> Exercise objective
Each line of the data that mentions the string "below" needs to be identified and copied.

(Excerpts from a dataset)
* * * * * * *

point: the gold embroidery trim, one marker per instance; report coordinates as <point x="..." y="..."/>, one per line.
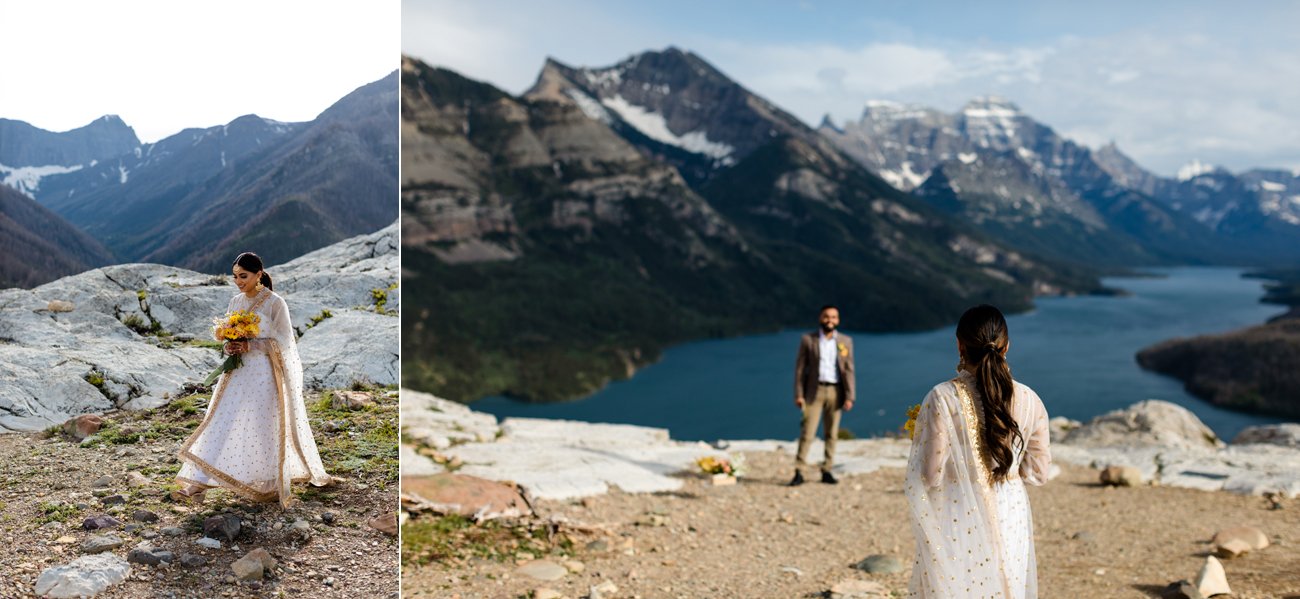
<point x="974" y="424"/>
<point x="232" y="482"/>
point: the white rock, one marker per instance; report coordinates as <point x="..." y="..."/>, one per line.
<point x="417" y="465"/>
<point x="352" y="344"/>
<point x="436" y="422"/>
<point x="1151" y="422"/>
<point x="1212" y="580"/>
<point x="86" y="576"/>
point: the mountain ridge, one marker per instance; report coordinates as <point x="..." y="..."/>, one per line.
<point x="563" y="200"/>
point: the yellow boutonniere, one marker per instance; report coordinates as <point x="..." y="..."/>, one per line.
<point x="910" y="425"/>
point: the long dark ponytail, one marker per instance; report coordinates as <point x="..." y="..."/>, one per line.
<point x="984" y="341"/>
<point x="252" y="263"/>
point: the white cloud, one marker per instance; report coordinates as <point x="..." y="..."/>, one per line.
<point x="1203" y="82"/>
<point x="165" y="65"/>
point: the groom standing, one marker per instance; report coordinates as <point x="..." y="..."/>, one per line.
<point x="823" y="385"/>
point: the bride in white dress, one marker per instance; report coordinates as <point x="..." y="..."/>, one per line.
<point x="255" y="438"/>
<point x="979" y="439"/>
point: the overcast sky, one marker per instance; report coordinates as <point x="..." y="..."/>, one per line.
<point x="168" y="65"/>
<point x="1168" y="81"/>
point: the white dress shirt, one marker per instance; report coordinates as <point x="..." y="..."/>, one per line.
<point x="828" y="352"/>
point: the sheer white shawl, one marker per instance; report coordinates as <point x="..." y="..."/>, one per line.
<point x="960" y="551"/>
<point x="295" y="452"/>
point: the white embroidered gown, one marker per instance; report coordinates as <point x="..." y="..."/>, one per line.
<point x="974" y="538"/>
<point x="255" y="438"/>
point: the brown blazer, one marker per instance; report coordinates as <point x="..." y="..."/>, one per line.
<point x="810" y="356"/>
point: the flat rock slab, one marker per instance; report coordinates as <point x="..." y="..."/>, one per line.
<point x="102" y="543"/>
<point x="854" y="589"/>
<point x="880" y="564"/>
<point x="463" y="494"/>
<point x="542" y="571"/>
<point x="86" y="576"/>
<point x="1248" y="534"/>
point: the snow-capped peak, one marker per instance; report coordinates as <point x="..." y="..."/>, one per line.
<point x="892" y="111"/>
<point x="991" y="107"/>
<point x="1194" y="169"/>
<point x="654" y="126"/>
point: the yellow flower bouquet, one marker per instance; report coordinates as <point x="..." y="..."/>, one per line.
<point x="910" y="425"/>
<point x="235" y="326"/>
<point x="722" y="471"/>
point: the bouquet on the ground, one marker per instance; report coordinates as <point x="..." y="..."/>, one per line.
<point x="715" y="465"/>
<point x="910" y="425"/>
<point x="237" y="326"/>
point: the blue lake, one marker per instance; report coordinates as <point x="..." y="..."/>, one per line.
<point x="1077" y="352"/>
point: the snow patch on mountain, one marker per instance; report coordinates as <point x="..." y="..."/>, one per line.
<point x="26" y="179"/>
<point x="654" y="126"/>
<point x="1194" y="169"/>
<point x="1212" y="217"/>
<point x="904" y="178"/>
<point x="893" y="111"/>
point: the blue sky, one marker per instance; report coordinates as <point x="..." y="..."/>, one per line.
<point x="1169" y="82"/>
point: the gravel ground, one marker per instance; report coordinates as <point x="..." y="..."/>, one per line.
<point x="763" y="539"/>
<point x="343" y="556"/>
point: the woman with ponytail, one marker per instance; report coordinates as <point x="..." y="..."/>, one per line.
<point x="979" y="438"/>
<point x="255" y="438"/>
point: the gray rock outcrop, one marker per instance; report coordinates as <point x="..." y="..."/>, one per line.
<point x="1286" y="434"/>
<point x="86" y="576"/>
<point x="1151" y="422"/>
<point x="126" y="343"/>
<point x="564" y="460"/>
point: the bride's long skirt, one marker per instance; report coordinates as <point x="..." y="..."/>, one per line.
<point x="245" y="442"/>
<point x="1015" y="528"/>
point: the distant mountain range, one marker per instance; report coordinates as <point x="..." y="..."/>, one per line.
<point x="562" y="238"/>
<point x="1038" y="191"/>
<point x="38" y="246"/>
<point x="559" y="239"/>
<point x="203" y="195"/>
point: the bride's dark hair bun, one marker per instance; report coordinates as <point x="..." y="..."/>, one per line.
<point x="252" y="263"/>
<point x="983" y="334"/>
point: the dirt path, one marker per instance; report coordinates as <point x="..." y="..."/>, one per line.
<point x="48" y="489"/>
<point x="763" y="539"/>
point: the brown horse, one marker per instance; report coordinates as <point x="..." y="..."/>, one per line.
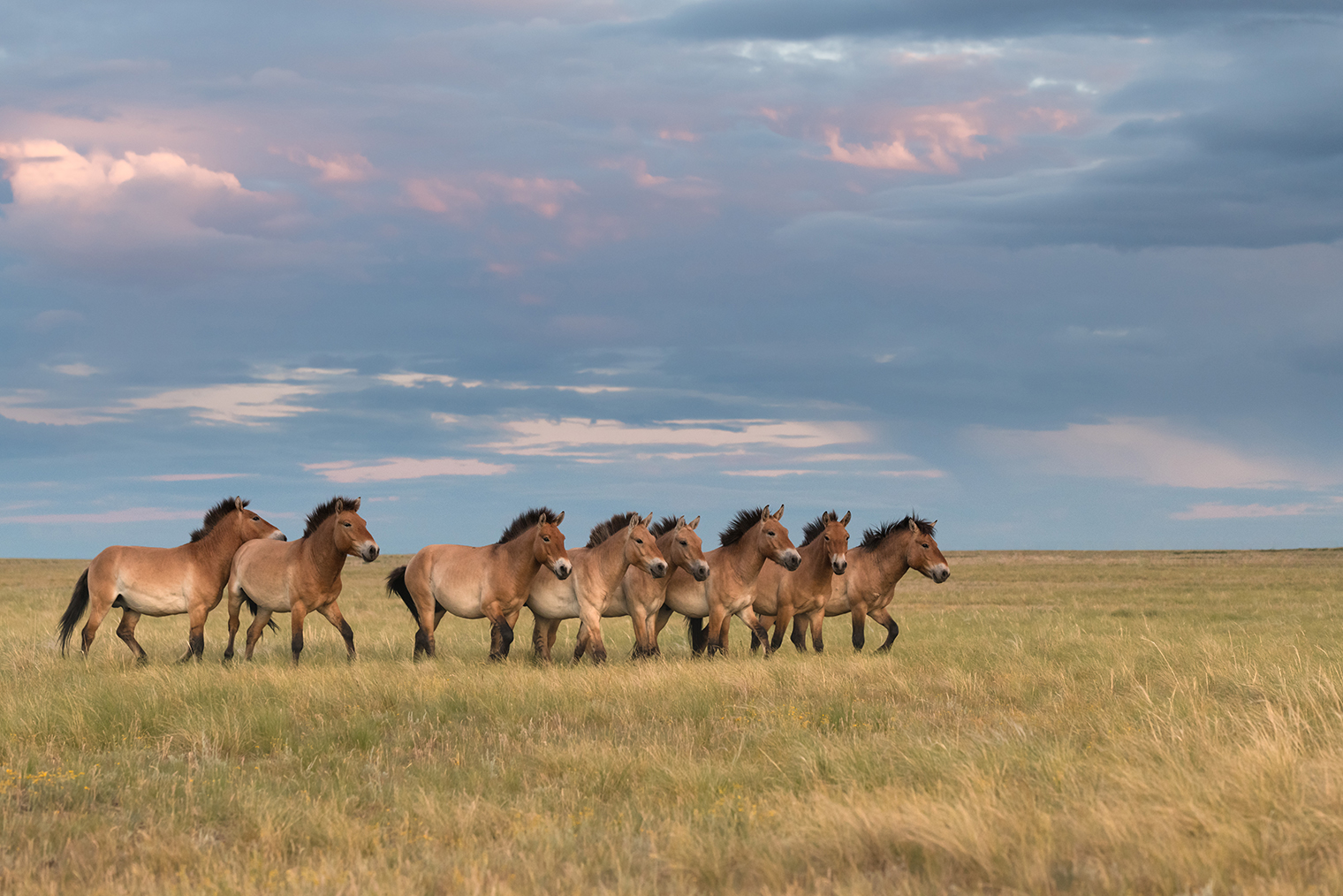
<point x="783" y="596"/>
<point x="875" y="567"/>
<point x="490" y="582"/>
<point x="641" y="596"/>
<point x="163" y="582"/>
<point x="621" y="544"/>
<point x="754" y="537"/>
<point x="301" y="576"/>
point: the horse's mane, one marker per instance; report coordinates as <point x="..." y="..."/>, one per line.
<point x="744" y="520"/>
<point x="322" y="512"/>
<point x="526" y="521"/>
<point x="603" y="531"/>
<point x="215" y="515"/>
<point x="664" y="526"/>
<point x="816" y="527"/>
<point x="872" y="537"/>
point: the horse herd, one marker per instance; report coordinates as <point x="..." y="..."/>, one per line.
<point x="627" y="567"/>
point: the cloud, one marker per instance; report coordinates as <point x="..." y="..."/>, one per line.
<point x="547" y="437"/>
<point x="1242" y="512"/>
<point x="247" y="403"/>
<point x="18" y="406"/>
<point x="406" y="467"/>
<point x="129" y="515"/>
<point x="1149" y="451"/>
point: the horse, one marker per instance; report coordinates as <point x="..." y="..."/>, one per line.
<point x="752" y="537"/>
<point x="875" y="567"/>
<point x="163" y="582"/>
<point x="640" y="596"/>
<point x="800" y="596"/>
<point x="489" y="582"/>
<point x="301" y="576"/>
<point x="621" y="544"/>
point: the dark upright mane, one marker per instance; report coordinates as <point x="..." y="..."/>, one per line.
<point x="816" y="527"/>
<point x="322" y="512"/>
<point x="603" y="531"/>
<point x="216" y="515"/>
<point x="872" y="537"/>
<point x="746" y="519"/>
<point x="664" y="526"/>
<point x="526" y="521"/>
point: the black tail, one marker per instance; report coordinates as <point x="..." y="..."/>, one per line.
<point x="252" y="604"/>
<point x="699" y="634"/>
<point x="78" y="604"/>
<point x="397" y="585"/>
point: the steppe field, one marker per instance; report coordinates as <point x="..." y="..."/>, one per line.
<point x="1046" y="723"/>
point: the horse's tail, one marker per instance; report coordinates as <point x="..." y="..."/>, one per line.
<point x="78" y="604"/>
<point x="699" y="634"/>
<point x="252" y="604"/>
<point x="397" y="585"/>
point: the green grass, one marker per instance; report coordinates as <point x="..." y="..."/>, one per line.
<point x="1089" y="723"/>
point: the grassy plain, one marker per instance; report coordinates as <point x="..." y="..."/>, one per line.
<point x="1046" y="723"/>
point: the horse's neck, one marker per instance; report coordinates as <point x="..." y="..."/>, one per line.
<point x="322" y="551"/>
<point x="607" y="563"/>
<point x="216" y="550"/>
<point x="888" y="562"/>
<point x="520" y="562"/>
<point x="744" y="562"/>
<point x="816" y="563"/>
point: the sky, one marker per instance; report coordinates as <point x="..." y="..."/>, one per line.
<point x="1053" y="274"/>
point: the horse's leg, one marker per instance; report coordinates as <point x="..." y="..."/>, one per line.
<point x="126" y="632"/>
<point x="255" y="630"/>
<point x="196" y="640"/>
<point x="747" y="614"/>
<point x="860" y="625"/>
<point x="883" y="619"/>
<point x="818" y="619"/>
<point x="338" y="619"/>
<point x="101" y="596"/>
<point x="296" y="627"/>
<point x="590" y="635"/>
<point x="501" y="633"/>
<point x="780" y="625"/>
<point x="235" y="604"/>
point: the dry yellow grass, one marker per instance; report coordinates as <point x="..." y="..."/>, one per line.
<point x="1046" y="723"/>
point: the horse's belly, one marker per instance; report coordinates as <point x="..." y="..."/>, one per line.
<point x="554" y="602"/>
<point x="155" y="602"/>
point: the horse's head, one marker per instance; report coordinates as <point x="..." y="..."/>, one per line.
<point x="922" y="551"/>
<point x="548" y="545"/>
<point x="687" y="550"/>
<point x="351" y="532"/>
<point x="641" y="549"/>
<point x="834" y="539"/>
<point x="252" y="526"/>
<point x="771" y="539"/>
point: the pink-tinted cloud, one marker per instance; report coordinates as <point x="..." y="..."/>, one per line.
<point x="406" y="467"/>
<point x="129" y="515"/>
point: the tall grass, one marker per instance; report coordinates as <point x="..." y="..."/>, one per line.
<point x="1046" y="723"/>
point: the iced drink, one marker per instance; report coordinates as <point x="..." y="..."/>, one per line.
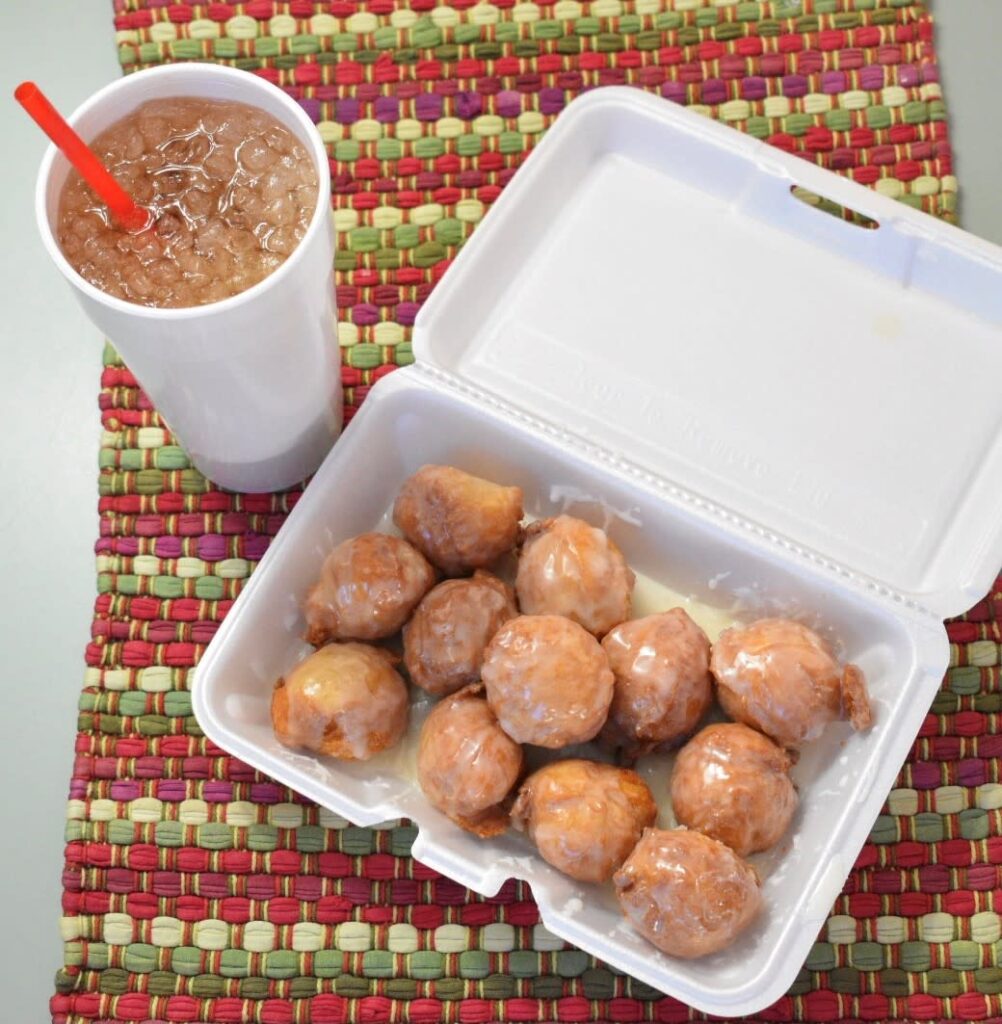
<point x="231" y="193"/>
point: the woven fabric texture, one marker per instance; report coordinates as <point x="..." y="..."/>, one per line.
<point x="198" y="890"/>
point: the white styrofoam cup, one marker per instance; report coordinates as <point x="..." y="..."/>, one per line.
<point x="249" y="384"/>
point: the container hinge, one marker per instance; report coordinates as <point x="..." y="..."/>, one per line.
<point x="691" y="501"/>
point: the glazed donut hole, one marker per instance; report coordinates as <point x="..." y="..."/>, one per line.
<point x="531" y="682"/>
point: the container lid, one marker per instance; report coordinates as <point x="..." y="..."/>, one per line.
<point x="650" y="284"/>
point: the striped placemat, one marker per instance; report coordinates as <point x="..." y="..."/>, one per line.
<point x="195" y="889"/>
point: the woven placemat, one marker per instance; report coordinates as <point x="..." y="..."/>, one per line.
<point x="198" y="890"/>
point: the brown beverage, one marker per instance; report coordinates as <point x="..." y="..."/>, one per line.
<point x="231" y="193"/>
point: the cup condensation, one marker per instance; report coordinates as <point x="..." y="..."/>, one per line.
<point x="250" y="384"/>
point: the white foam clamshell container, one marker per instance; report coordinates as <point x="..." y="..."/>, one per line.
<point x="774" y="400"/>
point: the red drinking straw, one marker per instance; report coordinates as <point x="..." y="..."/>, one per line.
<point x="128" y="213"/>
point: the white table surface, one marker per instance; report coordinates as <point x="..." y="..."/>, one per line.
<point x="48" y="414"/>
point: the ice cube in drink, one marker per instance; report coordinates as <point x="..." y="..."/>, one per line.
<point x="230" y="189"/>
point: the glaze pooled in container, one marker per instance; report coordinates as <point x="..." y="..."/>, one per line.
<point x="584" y="817"/>
<point x="568" y="567"/>
<point x="548" y="681"/>
<point x="444" y="642"/>
<point x="781" y="678"/>
<point x="467" y="764"/>
<point x="367" y="588"/>
<point x="687" y="893"/>
<point x="733" y="784"/>
<point x="459" y="521"/>
<point x="663" y="685"/>
<point x="345" y="700"/>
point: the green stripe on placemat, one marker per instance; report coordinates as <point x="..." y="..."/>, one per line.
<point x="195" y="889"/>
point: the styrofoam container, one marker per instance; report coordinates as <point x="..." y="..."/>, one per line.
<point x="772" y="404"/>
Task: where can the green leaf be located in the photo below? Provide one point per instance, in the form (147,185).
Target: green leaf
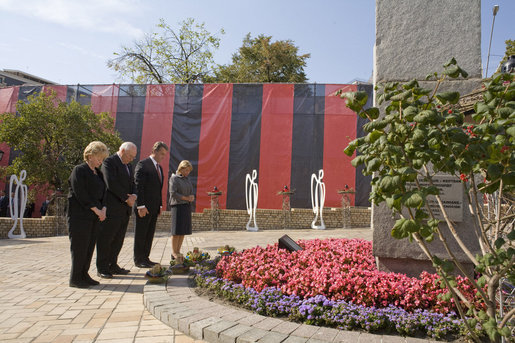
(409,112)
(499,243)
(494,171)
(390,183)
(394,202)
(404,227)
(373,164)
(375,125)
(373,136)
(413,199)
(452,71)
(509,178)
(402,96)
(355,100)
(351,148)
(448,97)
(372,112)
(481,108)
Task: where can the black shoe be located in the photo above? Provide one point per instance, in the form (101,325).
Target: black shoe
(120,271)
(79,284)
(105,275)
(90,281)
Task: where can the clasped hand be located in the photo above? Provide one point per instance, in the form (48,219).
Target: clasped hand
(101,214)
(131,199)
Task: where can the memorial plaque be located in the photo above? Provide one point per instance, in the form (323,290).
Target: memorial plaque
(451,193)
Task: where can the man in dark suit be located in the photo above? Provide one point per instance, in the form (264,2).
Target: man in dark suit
(149,182)
(120,198)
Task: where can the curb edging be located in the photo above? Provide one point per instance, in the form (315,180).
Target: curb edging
(177,305)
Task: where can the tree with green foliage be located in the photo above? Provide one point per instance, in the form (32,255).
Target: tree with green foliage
(261,60)
(50,136)
(510,50)
(183,55)
(423,133)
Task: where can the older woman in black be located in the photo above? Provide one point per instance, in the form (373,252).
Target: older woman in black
(181,198)
(86,209)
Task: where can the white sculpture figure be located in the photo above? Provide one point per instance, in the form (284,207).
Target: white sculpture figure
(251,194)
(318,199)
(18,203)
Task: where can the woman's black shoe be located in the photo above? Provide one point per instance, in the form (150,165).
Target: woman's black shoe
(91,281)
(79,284)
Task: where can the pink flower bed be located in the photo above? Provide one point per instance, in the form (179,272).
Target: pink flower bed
(340,269)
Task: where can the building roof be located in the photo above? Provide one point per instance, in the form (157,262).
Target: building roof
(11,77)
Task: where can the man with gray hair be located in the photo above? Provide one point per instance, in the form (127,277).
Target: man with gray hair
(120,197)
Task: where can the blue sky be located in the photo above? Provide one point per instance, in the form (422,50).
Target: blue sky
(69,41)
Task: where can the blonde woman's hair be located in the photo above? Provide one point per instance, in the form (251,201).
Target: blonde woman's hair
(96,148)
(183,165)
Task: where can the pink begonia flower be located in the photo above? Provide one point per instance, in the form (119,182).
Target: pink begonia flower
(340,269)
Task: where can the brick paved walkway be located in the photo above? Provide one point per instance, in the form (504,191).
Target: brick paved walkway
(36,304)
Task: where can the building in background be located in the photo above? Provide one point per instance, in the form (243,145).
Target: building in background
(11,77)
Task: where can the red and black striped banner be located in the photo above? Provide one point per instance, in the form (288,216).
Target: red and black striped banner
(286,132)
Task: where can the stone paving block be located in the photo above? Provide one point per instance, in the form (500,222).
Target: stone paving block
(305,330)
(314,340)
(161,311)
(250,318)
(230,335)
(172,319)
(184,323)
(212,332)
(295,339)
(232,315)
(273,337)
(268,323)
(197,328)
(253,335)
(325,334)
(416,340)
(286,327)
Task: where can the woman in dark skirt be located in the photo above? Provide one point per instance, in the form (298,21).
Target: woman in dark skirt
(181,198)
(86,209)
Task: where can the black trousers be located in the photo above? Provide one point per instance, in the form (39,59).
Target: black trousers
(143,236)
(110,240)
(83,235)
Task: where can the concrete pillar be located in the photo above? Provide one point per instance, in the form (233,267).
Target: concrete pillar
(413,39)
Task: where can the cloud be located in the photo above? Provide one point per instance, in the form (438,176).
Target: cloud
(92,15)
(87,52)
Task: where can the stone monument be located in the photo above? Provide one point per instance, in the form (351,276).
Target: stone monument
(413,39)
(251,196)
(17,202)
(318,199)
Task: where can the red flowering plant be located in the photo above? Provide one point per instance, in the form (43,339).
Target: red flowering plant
(423,134)
(339,269)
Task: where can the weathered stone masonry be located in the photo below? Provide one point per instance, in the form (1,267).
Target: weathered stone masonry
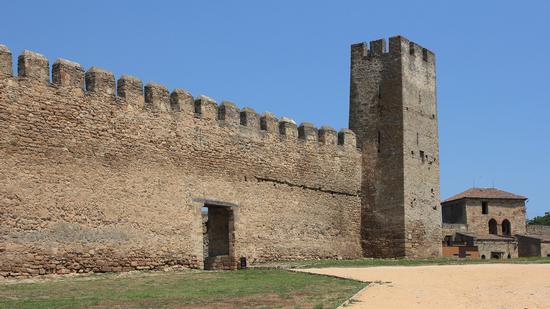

* * * * * * *

> Final answer
Task: where can the green leaf be located in the photo below? Provide one point per instance, in the form (147,185).
Task: where can the weathered stone masonry be located in the photo below? Provide one point per instance, in the form (1,267).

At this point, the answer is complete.